Quand est-ce que ce désir s’est manifesté concrètement ?
Au lycée, j’ai pensé préparer l’Idhec (future Femis), mais je me suis réfréné en me disant que je manquais trop de culture générale. Alors je me suis mis à écrire des romans, j’avais 20 ans. Mais quand j’ai relu mes deux premiers romans, je me suis dit que c’était vraiment de grosses merdes. Alors j’ai tout remis à plat et j’ai écrit un truc qui est devenu mon premier court métrage, Les héros sont immortels (1990), que j’ai tourné à 26 ans avec les moyens du bord, en ne sachant rien et sans me mettre aucune pression. A l’époque, j’étais veilleur de nuit dans une cité U à Toulouse. Mais j’avais fait beaucoup de théâtre à la fac et j’avais gardé Brecht dans mes bagages, d’où le côté dispositif théâtral du film qui se déroulait entièrement sur une place de village. J’étais aussi très influencé par Rohmer, avec un goût de la belle langue.
C’est difficile de tourner un premier film en n’en sachant rien ?

━━━

> Énoncé 1: Traduisez en anglais cette phrase de l'entretien : « A l'époque, j'étais veilleur de nuit dans une cité U à Toulouse. »
> Énoncé 2:
Répondez brièvement à ces questions sur l'entretien.
(a) À quel âge la personne interrogée s'est-elle mise à écrire des romans ?
(b) Quel est le titre de son premier court métrage ?
(c) Où se déroulait entièrement ce film ?
> Énoncé 3: Citez sans rien changer le passage de l'entretien qui commence par les mots « Au lycée, j’ai » et se termine par « la belle langue. ».

━━━

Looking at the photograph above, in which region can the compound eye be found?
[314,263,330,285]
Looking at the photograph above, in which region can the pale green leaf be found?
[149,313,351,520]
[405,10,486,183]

━━━

> Corrigé 1: At the time, I was a night watchman at a university residence in Toulouse.

> Corrigé 2:
(a) À 20 ans.
(b) Les héros sont immortels (1990).
(c) Sur une place de village.

> Corrigé 3:
Au lycée, j’ai pensé préparer l’Idhec (future Femis), mais je me suis réfréné en me disant que je manquais trop de culture générale. Alors je me suis mis à écrire des romans, j’avais 20 ans. Mais quand j’ai relu mes deux premiers romans, je me suis dit que c’était vraiment de grosses merdes. Alors j’ai tout remis à plat et j’ai écrit un truc qui est devenu mon premier court métrage, Les héros sont immortels (1990), que j’ai tourné à 26 ans avec les moyens du bord, en ne sachant rien et sans me mettre aucune pression. A l’époque, j’étais veilleur de nuit dans une cité U à Toulouse. Mais j’avais fait beaucoup de théâtre à la fac et j’avais gardé Brecht dans mes bagages, d’où le côté dispositif théâtral du film qui se déroulait entièrement sur une place de village. J’étais aussi très influencé par Rohmer, avec un goût de la belle langue.